• _Task list_
**a.** In the excerpt about McKnight's career, who was his partner in a law practice for ten years?
**b.** In the excerpt about McKnight's career, rewrite the passage from "After earning his" up to and including "at Nogales, Arizona.", renaming "McKnight" as "Col. McKnight".

• _Document extract_
- Opening Delimiter -
After earning his law degree from the University of Southern California in 1908, McKnight was associated with Ralph A. Chase in a law practice for ten years. When the California National Guard was called up for duty on the Mexico–United States border in 1916, he joined the Guard as a lieutenant, serving with the 7th California Infantry at Nogales, Arizona.

"In March, 1917, he was made a major, and in August he was sent to Camp Kearny with the Third Battalion, becoming first commander of the camp and being in charge until Frederick Smith Strong took command of the division. . . . in July, 1918, Col. McKnight went overseas and attended the School of the Line at Langres, France. Returning to the One Hundred and Sixtieth Infantry he trained officers for a time and was then sent to the front with reserves for the First Army. When the Armistice was signed he was assigned to duty with Herbert Hoover in Paris for service in the American food relief work."
- Closing Delimiter -
• _Data for analysis_
- Opening Delimiter -
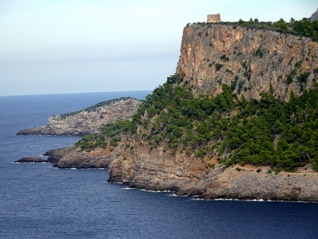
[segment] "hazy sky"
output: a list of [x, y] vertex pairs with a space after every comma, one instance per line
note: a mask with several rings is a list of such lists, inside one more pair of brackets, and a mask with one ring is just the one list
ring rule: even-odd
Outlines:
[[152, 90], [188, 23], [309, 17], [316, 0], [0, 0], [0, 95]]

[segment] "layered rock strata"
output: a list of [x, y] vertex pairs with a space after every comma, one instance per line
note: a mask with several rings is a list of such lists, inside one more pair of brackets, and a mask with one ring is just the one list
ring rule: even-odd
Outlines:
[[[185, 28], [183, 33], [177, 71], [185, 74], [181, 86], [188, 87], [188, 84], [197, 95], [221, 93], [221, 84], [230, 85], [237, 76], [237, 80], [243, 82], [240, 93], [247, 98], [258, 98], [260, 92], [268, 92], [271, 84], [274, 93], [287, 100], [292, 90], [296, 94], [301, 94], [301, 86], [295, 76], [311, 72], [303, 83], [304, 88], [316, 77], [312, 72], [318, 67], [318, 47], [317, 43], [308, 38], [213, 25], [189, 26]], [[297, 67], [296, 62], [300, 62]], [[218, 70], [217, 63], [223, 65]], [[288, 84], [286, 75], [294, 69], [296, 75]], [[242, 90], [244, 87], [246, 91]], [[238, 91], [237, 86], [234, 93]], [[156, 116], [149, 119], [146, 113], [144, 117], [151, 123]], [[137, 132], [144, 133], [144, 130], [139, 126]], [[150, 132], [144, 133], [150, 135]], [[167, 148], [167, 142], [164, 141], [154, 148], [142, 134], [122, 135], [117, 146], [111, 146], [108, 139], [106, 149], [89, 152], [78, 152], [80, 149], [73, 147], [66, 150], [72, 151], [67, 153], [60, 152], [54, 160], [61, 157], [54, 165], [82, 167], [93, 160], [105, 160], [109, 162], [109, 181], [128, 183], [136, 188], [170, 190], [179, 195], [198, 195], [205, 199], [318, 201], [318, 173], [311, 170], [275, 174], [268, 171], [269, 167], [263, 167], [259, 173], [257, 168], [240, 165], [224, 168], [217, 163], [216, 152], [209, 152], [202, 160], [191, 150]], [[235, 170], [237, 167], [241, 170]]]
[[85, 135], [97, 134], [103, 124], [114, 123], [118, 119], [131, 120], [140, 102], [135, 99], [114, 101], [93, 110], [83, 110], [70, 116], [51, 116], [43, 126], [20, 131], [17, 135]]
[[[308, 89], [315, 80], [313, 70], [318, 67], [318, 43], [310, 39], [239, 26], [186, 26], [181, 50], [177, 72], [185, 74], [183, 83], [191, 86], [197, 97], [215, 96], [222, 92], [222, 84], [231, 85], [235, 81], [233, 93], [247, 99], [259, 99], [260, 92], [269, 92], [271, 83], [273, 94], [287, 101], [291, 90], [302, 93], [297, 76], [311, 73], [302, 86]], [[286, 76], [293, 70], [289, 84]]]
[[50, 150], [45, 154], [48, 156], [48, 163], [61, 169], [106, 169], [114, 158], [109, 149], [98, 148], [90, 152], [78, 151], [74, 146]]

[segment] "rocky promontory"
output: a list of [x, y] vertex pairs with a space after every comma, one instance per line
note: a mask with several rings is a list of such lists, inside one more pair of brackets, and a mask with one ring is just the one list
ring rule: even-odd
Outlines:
- Closing Delimiter -
• _Answers in order_
**a.** Ralph A. Chase

**b.**
After earning his law degree from the University of Southern California in 1908, Col. McKnight was associated with Ralph A. Chase in a law practice for ten years. When the California National Guard was called up for duty on the Mexico–United States border in 1916, he joined the Guard as a lieutenant, serving with the 7th California Infantry at Nogales, Arizona.